[Pointing records]
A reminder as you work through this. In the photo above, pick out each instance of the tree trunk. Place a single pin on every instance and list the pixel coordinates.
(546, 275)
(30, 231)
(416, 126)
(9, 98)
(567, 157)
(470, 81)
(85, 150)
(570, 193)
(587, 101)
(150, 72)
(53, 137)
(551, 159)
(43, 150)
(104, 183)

THE PROBLEM ->
Lay out the lines above as a Markdown table with two columns, Row and Line, and leave out any blank lines.

EXERCISE RESPONSE ->
| Row | Line |
|---|---|
| 1 | A reminder as you work through this. In the photo above, pick out each instance of the tree trunk. Place a single pin on every instance and list the pixel coordinates. |
| 2 | (546, 275) |
| 3 | (30, 231) |
| 4 | (416, 126) |
| 5 | (9, 98) |
| 6 | (567, 157) |
| 7 | (470, 81) |
| 8 | (85, 150) |
| 9 | (570, 193) |
| 10 | (587, 101) |
| 11 | (150, 72) |
| 12 | (53, 137) |
| 13 | (551, 159) |
| 14 | (43, 150) |
| 15 | (104, 183) |